With their high app usage, Kennedy suggested that airlines help travelers with pre-planning by integrating their mobile platforms with airport apps. “We see pre-planning becoming more important…passengers mapping out their route to understand [how they need to] go through the airport…helps alleviate some of the stress. We see some of those usage patterns within the airline applications.”

Airline, airport, and third-party collaborations

Airlines can further positively affect the airport experience by cooperating with operators and third-party industry vendors to make it easier for travelers to access information from various sources. Livney offered how airport, airlines, third-party technology platforms need to collaborate to build unified experiences, saying,

I think that everyone’s starting to see that for this kind of stuff to be successful, it needs to be a partnership. Airlines and airports need to come together and share in data…stop looking at it [from] a proprietary, ‘I own this passenger’ [perspective]…to really look at what can we all do together to make this a better experience and restore confidence. We’re seeing a big push on that with airports and airlines, really trying to come together…in sort of a systemic way versus looking at it as a proprietary type process. That’s encouraging.

*Given data*.
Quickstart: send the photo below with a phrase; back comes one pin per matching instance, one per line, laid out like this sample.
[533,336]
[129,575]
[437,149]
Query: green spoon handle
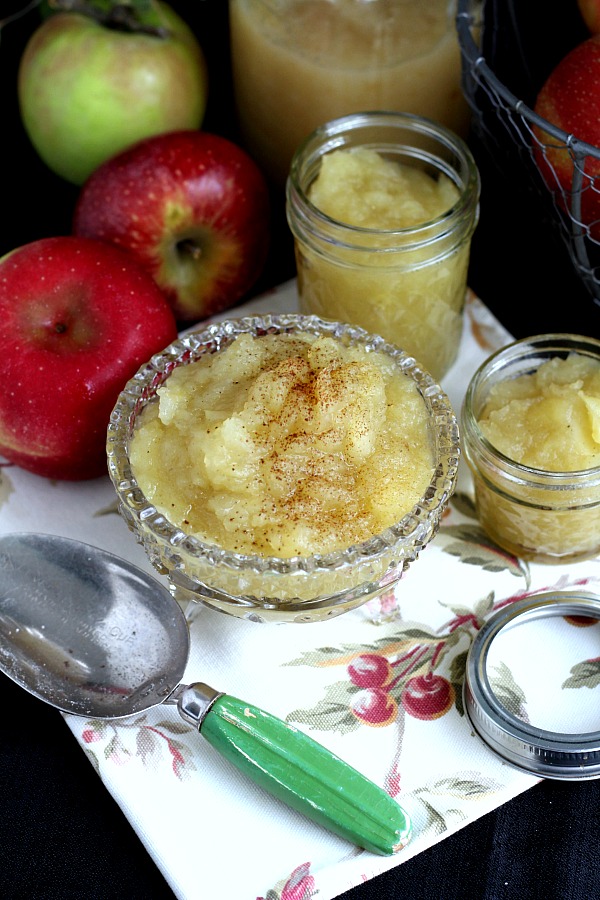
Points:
[301,772]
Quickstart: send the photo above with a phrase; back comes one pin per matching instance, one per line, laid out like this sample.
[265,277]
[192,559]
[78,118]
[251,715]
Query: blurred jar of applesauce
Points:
[299,63]
[382,207]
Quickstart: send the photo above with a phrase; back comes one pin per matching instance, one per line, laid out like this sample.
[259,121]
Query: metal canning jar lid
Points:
[545,753]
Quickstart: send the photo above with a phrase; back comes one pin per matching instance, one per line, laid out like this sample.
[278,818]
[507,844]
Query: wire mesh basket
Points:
[493,49]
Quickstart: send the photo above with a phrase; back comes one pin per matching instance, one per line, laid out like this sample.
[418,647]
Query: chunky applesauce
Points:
[538,491]
[549,419]
[284,445]
[410,288]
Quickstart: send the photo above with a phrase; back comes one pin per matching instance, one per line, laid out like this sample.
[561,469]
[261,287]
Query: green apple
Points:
[91,85]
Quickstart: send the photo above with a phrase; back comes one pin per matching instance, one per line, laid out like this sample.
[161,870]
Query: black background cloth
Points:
[62,836]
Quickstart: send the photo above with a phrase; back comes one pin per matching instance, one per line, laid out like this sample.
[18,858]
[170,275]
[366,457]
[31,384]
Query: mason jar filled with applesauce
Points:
[382,207]
[299,63]
[531,438]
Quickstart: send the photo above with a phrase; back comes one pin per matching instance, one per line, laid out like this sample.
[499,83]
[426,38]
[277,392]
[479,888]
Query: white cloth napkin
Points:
[214,834]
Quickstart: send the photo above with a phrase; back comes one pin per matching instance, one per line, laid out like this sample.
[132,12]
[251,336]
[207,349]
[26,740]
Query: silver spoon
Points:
[95,636]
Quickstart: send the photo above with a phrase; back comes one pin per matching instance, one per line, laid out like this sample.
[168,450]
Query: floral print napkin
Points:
[380,686]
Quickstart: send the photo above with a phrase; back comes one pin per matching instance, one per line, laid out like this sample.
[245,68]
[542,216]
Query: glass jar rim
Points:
[330,136]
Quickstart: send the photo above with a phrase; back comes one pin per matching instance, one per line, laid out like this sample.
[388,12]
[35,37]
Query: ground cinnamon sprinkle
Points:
[285,445]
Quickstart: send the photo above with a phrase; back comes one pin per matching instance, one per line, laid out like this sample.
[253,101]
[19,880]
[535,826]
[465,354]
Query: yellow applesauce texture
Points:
[412,299]
[550,419]
[284,445]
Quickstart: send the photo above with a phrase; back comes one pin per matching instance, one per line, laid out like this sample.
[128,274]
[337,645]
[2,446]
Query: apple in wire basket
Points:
[569,99]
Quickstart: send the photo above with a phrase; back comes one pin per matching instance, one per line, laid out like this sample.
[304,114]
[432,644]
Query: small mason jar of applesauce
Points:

*What is expected*. Please condense the paragraph of the airport-experience excerpt that begins "With their high app usage" into a shorter version that keeps its main facts. The listing is separate material, unrelated to the airport-experience excerpt.

*Written solution*. Because travelers use airline apps heavily, Kennedy suggested that airlines link their mobile platforms with airport apps to support pre-planning. Kennedy said pre-planning is growing in importance: passengers who map out their route through the airport feel less stress, and this pattern already shows up in airline app usage.